▶ Compiti scritti
1. Secondo il testo sulla crisi umanitaria nel Kivu, quanti erano gli sfollati nelle regioni del Nord e del Sud Kivu già prima di gennaio?
2. Riprendi il testo sulla crisi umanitaria nel Kivu e prosegui il discorso dopo la sua ultima frase.

▶ Estratto selezionato
%%

Partiamo dalla crisi umanitaria…
«Una crisi endemica che si è acuita dopo l’ultima offensiva dei ribelli dell’M23 nelle regioni del Nord e del Sud Kivu, dove già prima di gennaio si parlava di 4,6 milioni di sfollati, su un totale di quasi 7 milioni nel Paese. Nelle ultime settimane si sono registrati nuovi flussi di alcune centinaia di migliaia di persone in fuga, costrette ad abbandonare le proprie abitazioni. Già nella fase iniziate, con la presa della città di Goma, si è fatto riferimento a tremila morti, vittime degli scontri tra ribelli ed esercito congolese, ma sono stime conservative. In questo contesto la crisi alimentare e sanitaria si aggiunge alle difficoltà preesistenti in queste aree, e le aggrava. Anche le ong internazionali che vi operano sono ormai schiacciate dalla nuova emergenza. È una terra in cui purtroppo, negli ultimi trent’anni, non si è mai davvero riusciti a mettere fine alle violenze – ci sono oltre un centinaio di gruppi armati di vario genere – e a dare un po’ di sicurezza alla vita dei congolesi che la abitano».

%%

▶ Dati registrati
%%

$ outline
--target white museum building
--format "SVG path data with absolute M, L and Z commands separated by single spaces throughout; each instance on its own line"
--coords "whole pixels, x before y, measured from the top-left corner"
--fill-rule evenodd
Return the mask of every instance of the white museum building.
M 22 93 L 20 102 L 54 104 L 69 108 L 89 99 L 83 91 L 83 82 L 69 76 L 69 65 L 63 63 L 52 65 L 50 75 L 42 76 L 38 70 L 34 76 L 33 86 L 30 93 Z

%%
%%

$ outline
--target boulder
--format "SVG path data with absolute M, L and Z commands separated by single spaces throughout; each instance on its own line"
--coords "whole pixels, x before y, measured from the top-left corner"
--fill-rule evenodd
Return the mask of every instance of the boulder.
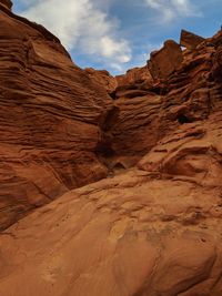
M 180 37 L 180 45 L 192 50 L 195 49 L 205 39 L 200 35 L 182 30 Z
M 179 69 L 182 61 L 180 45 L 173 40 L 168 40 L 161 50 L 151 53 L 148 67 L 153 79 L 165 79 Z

%%

▶ Serie di risposte
1. Erano 4,6 milioni.

2.
La guerra è devastazione…
«Le condizioni di vita si deteriorano per tutti, non solo per gli sfollati. E parliamo di un’area molto popolata, cronicamente pressoché priva di amministrazione e servizi. Su un Paese di 110 milioni di abitanti, una buona quota abita le regioni dell’Est di cui parliamo. La Repubblica Democratica del Congo è vasta quanto tutta l’Europa occidentale, e complessivamente ha una densità di popolazione molto bassa, circa 50 persone per chilometro quadrato. Le regioni dell’Est però sono tra le più popolate del Paese, e anche per questo al centro di tensioni. Non a caso il vicino Ruanda ha una densità di quasi 600 persone per chilometro quadrato, tre volte quella italiana».

La guerra nel Congo orientale purtroppo non è una novità. Perché?
«Sì, la violenza si protrae fin dagli anni Novanta, quindi da ormai trent’anni. Il recente acuirsi della crisi ripropone dinamiche già note e motivazioni irrisolte».

Quali sono?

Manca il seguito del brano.